[Task directions]:
Repeat exactly every line that comes at or after the line containing "For every instance of the dense", through the end of the entries below.
[Start of section]
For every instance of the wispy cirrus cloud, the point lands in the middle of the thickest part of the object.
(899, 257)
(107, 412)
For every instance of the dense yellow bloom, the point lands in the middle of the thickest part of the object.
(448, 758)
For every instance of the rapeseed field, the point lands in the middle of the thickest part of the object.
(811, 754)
[End of section]
[Task response]:
For every instance of the dense yellow bloom, the point lands in the middle of the thickest part of the object.
(448, 758)
For every instance of the rapeseed field, the point lands in the middle of the thickest part of the object.
(811, 754)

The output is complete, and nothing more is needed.